## ACTION ITEM
Please transcribe, exactly, the line that contains "Exercise. Point out each instance of the parked" and every line after it to the end of the records, and nothing else.

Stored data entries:
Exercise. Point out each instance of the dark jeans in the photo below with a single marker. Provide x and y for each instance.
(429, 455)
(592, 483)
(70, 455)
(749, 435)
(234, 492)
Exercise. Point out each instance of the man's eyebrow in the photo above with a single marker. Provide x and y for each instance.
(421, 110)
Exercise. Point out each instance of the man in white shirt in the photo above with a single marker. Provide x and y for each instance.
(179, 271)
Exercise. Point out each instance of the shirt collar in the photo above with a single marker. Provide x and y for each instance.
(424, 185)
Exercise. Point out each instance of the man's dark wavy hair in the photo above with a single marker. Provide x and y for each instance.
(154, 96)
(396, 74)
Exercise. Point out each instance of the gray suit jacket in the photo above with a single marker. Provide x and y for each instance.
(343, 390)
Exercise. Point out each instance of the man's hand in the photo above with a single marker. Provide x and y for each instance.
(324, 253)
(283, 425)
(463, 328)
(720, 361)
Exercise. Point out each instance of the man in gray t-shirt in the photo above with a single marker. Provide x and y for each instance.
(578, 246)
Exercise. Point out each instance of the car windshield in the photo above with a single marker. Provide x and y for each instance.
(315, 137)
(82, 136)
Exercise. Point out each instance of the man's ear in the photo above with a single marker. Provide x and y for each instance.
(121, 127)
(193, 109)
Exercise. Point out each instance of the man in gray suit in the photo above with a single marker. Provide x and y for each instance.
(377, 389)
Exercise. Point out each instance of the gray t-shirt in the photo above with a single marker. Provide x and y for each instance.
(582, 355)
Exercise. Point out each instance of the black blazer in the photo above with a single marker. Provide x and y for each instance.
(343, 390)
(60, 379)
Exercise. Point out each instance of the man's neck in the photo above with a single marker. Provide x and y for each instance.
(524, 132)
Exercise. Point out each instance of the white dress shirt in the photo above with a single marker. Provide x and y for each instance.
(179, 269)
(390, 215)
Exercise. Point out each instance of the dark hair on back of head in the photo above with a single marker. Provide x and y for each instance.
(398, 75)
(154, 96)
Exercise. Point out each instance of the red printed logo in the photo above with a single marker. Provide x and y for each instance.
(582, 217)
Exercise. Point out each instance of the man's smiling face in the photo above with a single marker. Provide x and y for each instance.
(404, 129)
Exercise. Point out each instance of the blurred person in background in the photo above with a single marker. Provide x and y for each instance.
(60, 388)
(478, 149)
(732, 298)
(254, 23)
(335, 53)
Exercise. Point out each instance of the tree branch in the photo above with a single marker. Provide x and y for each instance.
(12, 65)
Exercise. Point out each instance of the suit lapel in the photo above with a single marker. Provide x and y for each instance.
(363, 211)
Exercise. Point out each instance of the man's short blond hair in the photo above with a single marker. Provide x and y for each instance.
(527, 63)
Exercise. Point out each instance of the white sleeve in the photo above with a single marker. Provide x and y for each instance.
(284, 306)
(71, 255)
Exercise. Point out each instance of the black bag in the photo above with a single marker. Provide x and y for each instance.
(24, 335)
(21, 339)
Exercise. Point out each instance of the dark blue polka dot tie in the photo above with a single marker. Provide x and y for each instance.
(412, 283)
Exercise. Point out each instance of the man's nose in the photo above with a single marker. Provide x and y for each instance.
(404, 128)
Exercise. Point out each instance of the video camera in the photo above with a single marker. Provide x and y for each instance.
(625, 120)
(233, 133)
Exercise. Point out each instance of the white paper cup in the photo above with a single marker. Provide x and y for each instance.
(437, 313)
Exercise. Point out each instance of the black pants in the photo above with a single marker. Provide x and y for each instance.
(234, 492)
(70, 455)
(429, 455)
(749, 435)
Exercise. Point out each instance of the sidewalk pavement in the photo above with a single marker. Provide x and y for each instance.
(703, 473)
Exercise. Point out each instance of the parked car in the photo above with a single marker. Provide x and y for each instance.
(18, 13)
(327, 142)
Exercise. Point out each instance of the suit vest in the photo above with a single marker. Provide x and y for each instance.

## ANSWER BOX
Exercise. Point out each instance of the parked car in the photo above with a single marker. Provide x and y for each instance.
(18, 13)
(327, 142)
Exercise. Point out each instance of the suit vest in the photo above with a single marker. Provide x and y for each instance.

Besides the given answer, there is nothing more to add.